[START MATERIAL TO PROCESS]

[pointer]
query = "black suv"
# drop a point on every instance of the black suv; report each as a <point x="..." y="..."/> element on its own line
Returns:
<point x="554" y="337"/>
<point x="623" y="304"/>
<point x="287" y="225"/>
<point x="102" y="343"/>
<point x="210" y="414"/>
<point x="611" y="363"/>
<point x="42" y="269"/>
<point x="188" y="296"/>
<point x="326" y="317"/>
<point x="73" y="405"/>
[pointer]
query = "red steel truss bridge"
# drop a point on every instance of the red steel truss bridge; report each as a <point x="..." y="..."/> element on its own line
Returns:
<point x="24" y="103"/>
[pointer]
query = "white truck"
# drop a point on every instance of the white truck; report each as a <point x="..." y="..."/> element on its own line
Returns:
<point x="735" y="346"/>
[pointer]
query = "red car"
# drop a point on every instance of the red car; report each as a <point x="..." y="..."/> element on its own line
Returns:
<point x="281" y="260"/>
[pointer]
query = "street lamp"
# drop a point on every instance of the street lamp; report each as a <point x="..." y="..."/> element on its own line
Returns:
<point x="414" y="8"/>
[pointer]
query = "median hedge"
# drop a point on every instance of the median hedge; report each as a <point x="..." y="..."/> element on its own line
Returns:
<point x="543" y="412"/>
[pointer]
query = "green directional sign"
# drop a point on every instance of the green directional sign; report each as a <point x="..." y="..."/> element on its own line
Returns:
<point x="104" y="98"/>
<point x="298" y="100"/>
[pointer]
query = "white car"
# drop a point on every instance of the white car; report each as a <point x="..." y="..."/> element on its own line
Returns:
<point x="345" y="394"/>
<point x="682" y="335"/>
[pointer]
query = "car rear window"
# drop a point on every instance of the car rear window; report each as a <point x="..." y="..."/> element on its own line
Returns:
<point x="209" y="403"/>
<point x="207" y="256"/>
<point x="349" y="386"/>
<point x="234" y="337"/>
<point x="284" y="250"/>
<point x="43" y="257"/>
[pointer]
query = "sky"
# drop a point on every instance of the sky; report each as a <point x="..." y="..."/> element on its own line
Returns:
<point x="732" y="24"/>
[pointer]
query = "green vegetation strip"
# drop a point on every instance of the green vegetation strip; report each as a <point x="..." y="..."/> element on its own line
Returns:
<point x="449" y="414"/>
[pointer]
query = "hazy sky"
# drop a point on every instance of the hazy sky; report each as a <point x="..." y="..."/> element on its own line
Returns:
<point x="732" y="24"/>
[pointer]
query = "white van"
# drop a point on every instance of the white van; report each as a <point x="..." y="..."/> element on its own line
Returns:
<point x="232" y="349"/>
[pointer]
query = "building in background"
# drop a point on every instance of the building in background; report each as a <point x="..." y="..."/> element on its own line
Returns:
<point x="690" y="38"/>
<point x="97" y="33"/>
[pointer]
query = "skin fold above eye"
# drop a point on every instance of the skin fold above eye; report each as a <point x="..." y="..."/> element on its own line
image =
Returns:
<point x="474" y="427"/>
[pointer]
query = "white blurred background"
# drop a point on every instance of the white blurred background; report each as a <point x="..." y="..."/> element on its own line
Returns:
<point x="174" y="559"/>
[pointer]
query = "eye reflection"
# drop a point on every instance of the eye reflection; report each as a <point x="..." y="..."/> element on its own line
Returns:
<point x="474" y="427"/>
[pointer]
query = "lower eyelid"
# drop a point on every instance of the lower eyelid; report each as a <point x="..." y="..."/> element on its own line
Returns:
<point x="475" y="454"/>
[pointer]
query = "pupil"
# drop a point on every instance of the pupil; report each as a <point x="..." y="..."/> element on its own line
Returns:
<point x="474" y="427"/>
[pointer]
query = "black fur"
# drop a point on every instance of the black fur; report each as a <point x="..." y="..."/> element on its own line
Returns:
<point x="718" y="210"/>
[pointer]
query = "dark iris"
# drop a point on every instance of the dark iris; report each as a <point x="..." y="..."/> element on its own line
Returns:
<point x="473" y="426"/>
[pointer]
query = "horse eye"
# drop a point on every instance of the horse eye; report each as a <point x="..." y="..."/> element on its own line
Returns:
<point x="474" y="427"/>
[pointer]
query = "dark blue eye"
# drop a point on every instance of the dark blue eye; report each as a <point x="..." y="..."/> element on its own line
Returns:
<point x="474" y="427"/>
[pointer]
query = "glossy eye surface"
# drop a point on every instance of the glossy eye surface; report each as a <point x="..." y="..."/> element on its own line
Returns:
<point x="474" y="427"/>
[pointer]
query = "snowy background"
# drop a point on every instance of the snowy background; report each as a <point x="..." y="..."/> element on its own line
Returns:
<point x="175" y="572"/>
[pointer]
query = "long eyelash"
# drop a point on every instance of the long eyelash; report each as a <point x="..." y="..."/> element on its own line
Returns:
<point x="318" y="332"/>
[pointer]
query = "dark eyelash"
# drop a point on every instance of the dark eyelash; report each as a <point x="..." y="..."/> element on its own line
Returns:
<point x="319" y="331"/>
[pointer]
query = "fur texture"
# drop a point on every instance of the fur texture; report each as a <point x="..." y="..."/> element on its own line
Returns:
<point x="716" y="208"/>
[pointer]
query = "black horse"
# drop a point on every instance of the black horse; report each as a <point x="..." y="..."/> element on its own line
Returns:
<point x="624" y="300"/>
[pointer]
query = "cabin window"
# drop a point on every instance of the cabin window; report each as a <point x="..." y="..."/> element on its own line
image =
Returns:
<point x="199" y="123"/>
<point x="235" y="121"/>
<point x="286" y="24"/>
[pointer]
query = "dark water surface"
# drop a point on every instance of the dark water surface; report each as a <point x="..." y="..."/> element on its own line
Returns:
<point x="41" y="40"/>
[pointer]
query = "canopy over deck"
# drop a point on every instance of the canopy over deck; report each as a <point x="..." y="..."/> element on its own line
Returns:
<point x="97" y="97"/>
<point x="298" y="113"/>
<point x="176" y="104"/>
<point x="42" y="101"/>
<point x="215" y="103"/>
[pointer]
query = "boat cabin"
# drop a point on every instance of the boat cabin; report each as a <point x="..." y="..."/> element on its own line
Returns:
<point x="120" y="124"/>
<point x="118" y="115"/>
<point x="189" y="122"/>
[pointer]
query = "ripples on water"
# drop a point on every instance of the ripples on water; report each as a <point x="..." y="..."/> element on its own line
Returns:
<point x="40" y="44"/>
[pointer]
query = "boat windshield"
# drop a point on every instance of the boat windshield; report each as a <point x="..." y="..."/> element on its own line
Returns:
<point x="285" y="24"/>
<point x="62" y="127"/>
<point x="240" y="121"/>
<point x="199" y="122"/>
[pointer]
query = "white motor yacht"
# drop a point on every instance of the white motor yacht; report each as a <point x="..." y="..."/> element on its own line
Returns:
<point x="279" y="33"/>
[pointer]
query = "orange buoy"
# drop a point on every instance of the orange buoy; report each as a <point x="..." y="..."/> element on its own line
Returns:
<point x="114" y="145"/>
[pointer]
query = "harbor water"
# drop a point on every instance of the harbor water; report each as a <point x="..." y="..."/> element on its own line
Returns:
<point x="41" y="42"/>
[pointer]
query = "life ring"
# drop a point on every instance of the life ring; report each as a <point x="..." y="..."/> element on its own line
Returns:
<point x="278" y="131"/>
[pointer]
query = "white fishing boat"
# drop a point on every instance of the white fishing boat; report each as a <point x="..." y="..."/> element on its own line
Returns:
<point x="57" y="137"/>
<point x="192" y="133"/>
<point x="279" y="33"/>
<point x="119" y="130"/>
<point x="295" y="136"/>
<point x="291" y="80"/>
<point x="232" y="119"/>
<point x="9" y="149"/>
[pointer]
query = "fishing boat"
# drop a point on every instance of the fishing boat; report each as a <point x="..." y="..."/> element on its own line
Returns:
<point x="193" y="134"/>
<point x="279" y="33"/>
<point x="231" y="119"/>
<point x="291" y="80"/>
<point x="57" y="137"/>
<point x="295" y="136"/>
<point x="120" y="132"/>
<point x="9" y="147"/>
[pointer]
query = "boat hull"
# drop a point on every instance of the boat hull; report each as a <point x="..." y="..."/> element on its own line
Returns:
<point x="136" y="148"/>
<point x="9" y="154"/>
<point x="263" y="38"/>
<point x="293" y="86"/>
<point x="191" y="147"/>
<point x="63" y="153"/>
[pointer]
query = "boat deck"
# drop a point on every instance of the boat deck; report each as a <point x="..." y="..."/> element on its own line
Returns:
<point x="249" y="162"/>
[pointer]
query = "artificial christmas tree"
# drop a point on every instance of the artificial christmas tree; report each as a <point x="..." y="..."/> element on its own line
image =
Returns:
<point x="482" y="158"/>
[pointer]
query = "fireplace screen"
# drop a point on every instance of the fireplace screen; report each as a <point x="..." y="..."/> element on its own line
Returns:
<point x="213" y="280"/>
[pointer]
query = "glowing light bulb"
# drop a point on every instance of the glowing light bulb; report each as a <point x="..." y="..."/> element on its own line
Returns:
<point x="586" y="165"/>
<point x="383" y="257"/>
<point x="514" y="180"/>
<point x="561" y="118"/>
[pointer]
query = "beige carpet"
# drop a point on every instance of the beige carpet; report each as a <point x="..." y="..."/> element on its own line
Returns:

[END MATERIAL TO PROCESS]

How many of the lines above contain the word "yacht"? Give only the number.

WRITTEN RESPONSE:
2